TASK REQUIREMENTS:
Condense the paragraph beginning "To emphasize my point" in the surveillance state post below into a shorter paragraph that keeps its main points.

READING TEXT:
::::::::
Saturday, June 23, 2018

Why the Surveillance State is Dangerous


Senator Rand Paul shared a link to an article from the Foundation for Economic Education (June 17, 2018) Why the Surveillance State is Dangerous.

Who ever thought that Americans would be, like mere Europeans, searched at “checkpoints,” that many searches would be rechristened “inspections,” or that border agents would have the right to search smartphones or other devices without a warrant at the rate of 30,000 times a year (including searches of citizens’ devices)? The NSA has been spying on millions of Americans. Until about 2010, according to Wall Street Journal data, the FBI had more DNA records than the Chinese government (which started later in the competition), although the collection is proceeding so fast in China that America doesn’t “win” the race anymore; per capita, the two countries are now about equal.

The problem of the Surveillance State is not so much what it knows as what it can do with what it knows. The Surveillance State is dangerous not so much because it violates some standard of privacy, but because surveillance fuels control.

What the state, with its vast coercive powers, can do with information gathering suggests that a serious problem only exists when the state does it, or when it can seize information from private parties’ databases.

The problem here is that there may very well be some government employee sitting in a basement office somewhere keeping secret, hidden, and illegal, files about you... and you would never know it.

To emphasize my point, “law-abiding people” must fear state surveillance because it makes it more likely that they will become non-law-abiding without any change in their behavior. They will be caught for violating laws that they even did not know existed. Moreover—and this is my main argument—the “law abiding” will be ensnared by new laws adopted because state rulers know that enforcement costs are not as prohibitive as they used to be. The level of surveillance will multiply the number of new laws imposed on the formerly law-abiding.
::::::::
EXERCISE DATA:
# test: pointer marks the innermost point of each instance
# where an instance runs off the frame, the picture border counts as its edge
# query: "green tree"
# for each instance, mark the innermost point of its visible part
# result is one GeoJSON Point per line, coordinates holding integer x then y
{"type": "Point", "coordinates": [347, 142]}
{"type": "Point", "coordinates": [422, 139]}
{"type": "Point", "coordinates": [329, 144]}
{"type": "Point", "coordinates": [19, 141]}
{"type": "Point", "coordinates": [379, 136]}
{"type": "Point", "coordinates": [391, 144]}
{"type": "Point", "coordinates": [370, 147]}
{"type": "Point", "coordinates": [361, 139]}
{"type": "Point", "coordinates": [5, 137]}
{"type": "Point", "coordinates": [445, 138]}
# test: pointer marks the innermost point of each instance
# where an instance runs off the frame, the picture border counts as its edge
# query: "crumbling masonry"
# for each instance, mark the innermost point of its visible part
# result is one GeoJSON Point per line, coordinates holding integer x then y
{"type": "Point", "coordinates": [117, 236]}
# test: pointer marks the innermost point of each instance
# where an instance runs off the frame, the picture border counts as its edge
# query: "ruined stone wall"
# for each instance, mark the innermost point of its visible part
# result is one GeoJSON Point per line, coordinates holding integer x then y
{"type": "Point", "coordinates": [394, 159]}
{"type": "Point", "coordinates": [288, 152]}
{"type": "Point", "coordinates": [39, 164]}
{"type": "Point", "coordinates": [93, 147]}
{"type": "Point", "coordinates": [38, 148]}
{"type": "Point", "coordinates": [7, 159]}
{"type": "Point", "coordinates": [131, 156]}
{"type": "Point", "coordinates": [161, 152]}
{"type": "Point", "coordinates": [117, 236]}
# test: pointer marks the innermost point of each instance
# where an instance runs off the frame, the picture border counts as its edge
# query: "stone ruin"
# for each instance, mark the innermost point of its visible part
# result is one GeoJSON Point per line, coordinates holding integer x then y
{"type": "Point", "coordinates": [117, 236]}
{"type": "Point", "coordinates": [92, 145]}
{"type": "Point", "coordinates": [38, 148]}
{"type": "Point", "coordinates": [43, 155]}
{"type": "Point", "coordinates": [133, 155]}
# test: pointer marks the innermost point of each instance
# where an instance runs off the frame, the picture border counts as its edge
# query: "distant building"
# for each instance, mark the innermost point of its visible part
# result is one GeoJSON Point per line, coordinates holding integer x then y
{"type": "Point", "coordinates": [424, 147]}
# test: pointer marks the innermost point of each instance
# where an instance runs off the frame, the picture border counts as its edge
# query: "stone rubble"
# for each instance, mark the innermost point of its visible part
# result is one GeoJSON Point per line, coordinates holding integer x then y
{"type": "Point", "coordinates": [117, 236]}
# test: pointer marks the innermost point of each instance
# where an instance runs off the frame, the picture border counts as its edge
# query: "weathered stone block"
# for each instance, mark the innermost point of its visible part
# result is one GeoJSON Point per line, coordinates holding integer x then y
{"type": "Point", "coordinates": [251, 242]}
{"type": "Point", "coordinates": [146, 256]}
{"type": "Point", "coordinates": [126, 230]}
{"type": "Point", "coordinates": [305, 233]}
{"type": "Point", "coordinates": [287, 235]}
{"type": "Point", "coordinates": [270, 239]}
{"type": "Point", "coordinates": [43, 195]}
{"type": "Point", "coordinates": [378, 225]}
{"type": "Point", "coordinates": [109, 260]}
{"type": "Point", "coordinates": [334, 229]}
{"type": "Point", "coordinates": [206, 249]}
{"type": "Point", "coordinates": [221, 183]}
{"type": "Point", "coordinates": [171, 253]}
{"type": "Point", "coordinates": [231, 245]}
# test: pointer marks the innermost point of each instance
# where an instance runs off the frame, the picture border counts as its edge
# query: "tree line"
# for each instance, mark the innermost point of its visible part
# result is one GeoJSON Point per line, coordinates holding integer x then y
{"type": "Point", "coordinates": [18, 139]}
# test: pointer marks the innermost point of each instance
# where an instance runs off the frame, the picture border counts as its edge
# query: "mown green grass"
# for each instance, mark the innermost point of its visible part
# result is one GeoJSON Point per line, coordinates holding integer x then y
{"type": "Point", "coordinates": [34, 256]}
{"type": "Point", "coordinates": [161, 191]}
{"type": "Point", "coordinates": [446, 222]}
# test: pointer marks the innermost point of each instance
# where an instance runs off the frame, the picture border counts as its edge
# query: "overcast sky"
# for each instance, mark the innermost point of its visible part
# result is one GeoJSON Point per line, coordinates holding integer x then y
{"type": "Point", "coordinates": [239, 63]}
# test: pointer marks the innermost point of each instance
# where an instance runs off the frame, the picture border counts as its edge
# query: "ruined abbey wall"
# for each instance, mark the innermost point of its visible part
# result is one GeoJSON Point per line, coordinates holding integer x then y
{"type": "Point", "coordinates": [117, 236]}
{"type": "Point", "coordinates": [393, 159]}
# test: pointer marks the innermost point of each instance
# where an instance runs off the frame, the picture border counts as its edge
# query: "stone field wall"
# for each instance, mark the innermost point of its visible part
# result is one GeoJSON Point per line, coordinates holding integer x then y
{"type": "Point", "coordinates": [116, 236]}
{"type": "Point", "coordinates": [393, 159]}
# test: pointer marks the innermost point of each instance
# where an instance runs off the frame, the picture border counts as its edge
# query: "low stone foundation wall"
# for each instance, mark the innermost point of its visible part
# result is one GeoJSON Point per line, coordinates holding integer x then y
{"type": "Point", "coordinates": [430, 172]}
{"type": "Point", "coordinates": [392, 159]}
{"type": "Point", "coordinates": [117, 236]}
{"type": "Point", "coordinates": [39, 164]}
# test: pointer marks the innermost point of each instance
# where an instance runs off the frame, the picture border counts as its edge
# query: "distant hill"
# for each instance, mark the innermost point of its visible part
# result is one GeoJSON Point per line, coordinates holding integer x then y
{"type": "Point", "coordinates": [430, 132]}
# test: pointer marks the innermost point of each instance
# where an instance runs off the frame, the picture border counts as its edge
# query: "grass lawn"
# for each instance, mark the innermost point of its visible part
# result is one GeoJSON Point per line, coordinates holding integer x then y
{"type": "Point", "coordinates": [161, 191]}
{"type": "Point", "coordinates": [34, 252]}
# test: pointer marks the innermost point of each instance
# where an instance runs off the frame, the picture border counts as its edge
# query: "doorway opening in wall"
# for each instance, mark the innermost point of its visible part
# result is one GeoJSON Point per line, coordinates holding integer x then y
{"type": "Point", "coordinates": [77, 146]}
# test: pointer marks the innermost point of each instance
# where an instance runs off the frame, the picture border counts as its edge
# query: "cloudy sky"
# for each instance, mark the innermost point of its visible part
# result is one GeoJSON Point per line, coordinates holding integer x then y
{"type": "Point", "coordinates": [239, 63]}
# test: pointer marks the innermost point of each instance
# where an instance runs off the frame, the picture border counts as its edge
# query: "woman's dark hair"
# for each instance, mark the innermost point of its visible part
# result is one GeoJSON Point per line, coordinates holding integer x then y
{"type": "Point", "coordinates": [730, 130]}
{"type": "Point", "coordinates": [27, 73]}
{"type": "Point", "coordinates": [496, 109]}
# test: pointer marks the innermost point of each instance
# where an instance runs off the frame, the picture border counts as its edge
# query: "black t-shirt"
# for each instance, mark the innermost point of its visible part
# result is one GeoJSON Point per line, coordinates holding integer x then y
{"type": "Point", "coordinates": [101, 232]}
::::::::
EXPECTED OUTPUT:
Law-abiding people should fear state surveillance because it makes them more likely to become lawbreakers without changing their behavior, since they can be caught violating laws they didn't know existed. The main argument is that rulers will adopt new laws because enforcement costs are no longer as prohibitive, so more surveillance multiplies the laws imposed on the formerly law-abiding.